### PAGE TEXT
━━━━━━━━━━━━━━━━

My Fruit Patrol

In order to hang onto that summertime feeling, I had to find a fruit to replace the peach that would carry us into the fall. Kiwi, an Australian with a fuzzy skin and slightly sharp tang, fits the bill. The yellow version even has that peachy hue.

It defies logic (but probably not genetics) that a kiwi with yellow fruit (and skin) is sweeter than the old standard green variety.

The texture requires you to use a spoon rather than a bite.

This type of kiwi is also smoother skinned, and the ones I’ve found are branded Zespri.

These seem to be bred for a milder, less acidic flavor. The ones I sampled are also juicier. Expect to get your fingers sticky.

Apple picking

Never really cared for Red Delicious or Macintosh but there’s a place for all kinds!

Arguably it’s summer that yields the best fruit, what with an abundance of peaches or nectarines. Plums and cherries are also a sweet treat this time of year.

━━━━━━━━━━━━━━━━

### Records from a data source
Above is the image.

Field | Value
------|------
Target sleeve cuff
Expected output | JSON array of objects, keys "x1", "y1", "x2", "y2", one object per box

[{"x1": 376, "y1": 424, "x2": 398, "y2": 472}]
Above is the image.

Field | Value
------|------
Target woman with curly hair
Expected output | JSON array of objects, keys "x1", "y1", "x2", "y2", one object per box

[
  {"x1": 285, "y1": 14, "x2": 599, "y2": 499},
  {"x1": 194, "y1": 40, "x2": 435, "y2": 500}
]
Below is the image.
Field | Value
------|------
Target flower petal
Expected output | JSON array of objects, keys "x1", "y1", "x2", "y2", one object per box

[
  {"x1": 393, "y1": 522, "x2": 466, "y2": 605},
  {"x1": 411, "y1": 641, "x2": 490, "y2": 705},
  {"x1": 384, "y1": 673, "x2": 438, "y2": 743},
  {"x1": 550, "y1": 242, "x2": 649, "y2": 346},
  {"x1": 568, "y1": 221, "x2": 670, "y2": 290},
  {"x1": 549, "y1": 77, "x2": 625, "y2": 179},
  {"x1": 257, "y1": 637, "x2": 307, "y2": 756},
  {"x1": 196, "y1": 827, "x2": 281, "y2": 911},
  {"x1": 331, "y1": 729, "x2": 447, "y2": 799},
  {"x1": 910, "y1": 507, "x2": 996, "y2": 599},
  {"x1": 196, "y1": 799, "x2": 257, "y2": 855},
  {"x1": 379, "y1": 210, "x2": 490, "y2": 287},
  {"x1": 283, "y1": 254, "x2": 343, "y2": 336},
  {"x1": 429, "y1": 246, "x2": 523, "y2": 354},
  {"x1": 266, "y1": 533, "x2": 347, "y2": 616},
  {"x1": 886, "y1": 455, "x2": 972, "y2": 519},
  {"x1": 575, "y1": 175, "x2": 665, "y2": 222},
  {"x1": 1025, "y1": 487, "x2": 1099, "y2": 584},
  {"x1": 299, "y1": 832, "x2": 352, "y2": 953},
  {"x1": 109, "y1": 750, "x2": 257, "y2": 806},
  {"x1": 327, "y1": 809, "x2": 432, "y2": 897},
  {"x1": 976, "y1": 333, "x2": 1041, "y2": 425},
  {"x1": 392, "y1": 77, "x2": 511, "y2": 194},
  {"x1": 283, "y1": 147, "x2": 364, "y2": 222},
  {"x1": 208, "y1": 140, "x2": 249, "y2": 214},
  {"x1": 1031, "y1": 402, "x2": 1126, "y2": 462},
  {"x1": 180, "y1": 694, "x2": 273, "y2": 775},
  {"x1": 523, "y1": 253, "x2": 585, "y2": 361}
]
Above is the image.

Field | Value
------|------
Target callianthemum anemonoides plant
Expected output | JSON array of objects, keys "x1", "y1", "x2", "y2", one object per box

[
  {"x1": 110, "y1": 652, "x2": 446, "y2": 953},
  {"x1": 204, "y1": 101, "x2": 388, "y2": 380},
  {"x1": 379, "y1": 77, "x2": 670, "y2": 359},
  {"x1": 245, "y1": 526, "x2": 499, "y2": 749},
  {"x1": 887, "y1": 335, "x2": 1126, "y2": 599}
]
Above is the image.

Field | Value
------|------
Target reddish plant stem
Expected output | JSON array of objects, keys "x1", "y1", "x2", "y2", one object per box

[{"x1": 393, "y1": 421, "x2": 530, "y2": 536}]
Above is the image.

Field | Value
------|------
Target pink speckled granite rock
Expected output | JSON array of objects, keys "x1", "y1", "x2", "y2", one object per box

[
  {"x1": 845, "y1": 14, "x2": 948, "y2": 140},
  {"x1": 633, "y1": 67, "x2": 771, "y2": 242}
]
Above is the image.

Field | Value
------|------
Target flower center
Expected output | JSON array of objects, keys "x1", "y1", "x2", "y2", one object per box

━━━━━━━━━━━━━━━━

### WHAT YOU WILL DO
[1] In My Fruit Patrol, what brand name is on the smoother-skinned kiwis the writer found?
[2] Summarize My Fruit Patrol in two sentences.
[3] Rewrite the stretch of My Fruit Patrol from "My Fruit Patrol" through "than a bite.", changing "spoon" to "teaspoon".

### RESPONSE LIST
[1] Zespri

[2] My Fruit Patrol presents the kiwi as a fruit to replace the peach and carry a summertime feeling into the fall, noting that the yellow variety is sweeter and smoother skinned than the green one. The ones the writer found were branded Zespri, seem bred for a milder, less acidic flavor, and are juicy enough to make fingers sticky.

[3]
My Fruit Patrol

In order to hang onto that summertime feeling, I had to find a fruit to replace the peach that would carry us into the fall. Kiwi, an Australian with a fuzzy skin and slightly sharp tang, fits the bill. The yellow version even has that peachy hue.

It defies logic (but probably not genetics) that a kiwi with yellow fruit (and skin) is sweeter than the old standard green variety.

The texture requires you to use a teaspoon rather than a bite.